Your assignment:
The records that follow are to be transcribed in full, without their images.

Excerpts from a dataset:
---

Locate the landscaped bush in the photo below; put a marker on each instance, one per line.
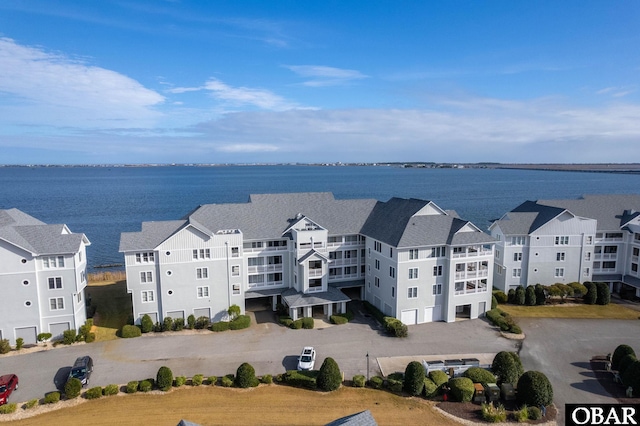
(52, 398)
(461, 389)
(146, 324)
(507, 367)
(534, 389)
(132, 386)
(479, 375)
(164, 378)
(240, 322)
(93, 393)
(72, 388)
(110, 390)
(8, 408)
(197, 380)
(307, 323)
(376, 382)
(414, 378)
(494, 414)
(129, 331)
(145, 386)
(329, 377)
(603, 295)
(359, 381)
(620, 352)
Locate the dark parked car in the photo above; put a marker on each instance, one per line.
(8, 383)
(82, 369)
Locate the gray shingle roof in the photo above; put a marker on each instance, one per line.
(35, 236)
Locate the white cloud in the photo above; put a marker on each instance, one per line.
(53, 89)
(325, 76)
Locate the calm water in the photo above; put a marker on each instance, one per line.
(103, 202)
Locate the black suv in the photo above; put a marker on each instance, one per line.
(82, 369)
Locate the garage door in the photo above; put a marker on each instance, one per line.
(409, 317)
(28, 334)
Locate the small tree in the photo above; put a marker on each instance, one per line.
(414, 375)
(329, 377)
(164, 378)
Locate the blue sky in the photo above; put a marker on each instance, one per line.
(319, 81)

---

Task solution:
Locate the landscaped bush in the photo below; put a marker on each instance, one per line.
(52, 398)
(461, 389)
(146, 324)
(507, 367)
(534, 389)
(132, 386)
(479, 375)
(164, 378)
(240, 322)
(93, 393)
(72, 388)
(110, 390)
(8, 408)
(197, 380)
(307, 323)
(376, 382)
(414, 378)
(494, 414)
(129, 331)
(145, 386)
(329, 377)
(603, 295)
(359, 381)
(620, 352)
Locate the dark parked car in the photo above; put a marker on each instance, one per line.
(8, 383)
(82, 369)
Locate the gray shingle roof in the photo above; put a marker on each instance, one per line.
(35, 236)
Locate the white cloud in the photo above; put a marker on each instance, one per line.
(53, 89)
(325, 76)
Locate the calm water in the photo above; put a marker on each instance, one per line.
(103, 202)
Locate the black suv in the photo above; put a marker on each instance, one per line.
(82, 369)
Locate the garage door in the photo above; put a marker on each instance, one per line.
(409, 317)
(28, 334)
Locate the small tree in the photo above; put a marker on each instance, one per line.
(414, 375)
(329, 377)
(164, 378)
Locate the blue sky in the photo above; put a marker on each instance, one per line.
(319, 81)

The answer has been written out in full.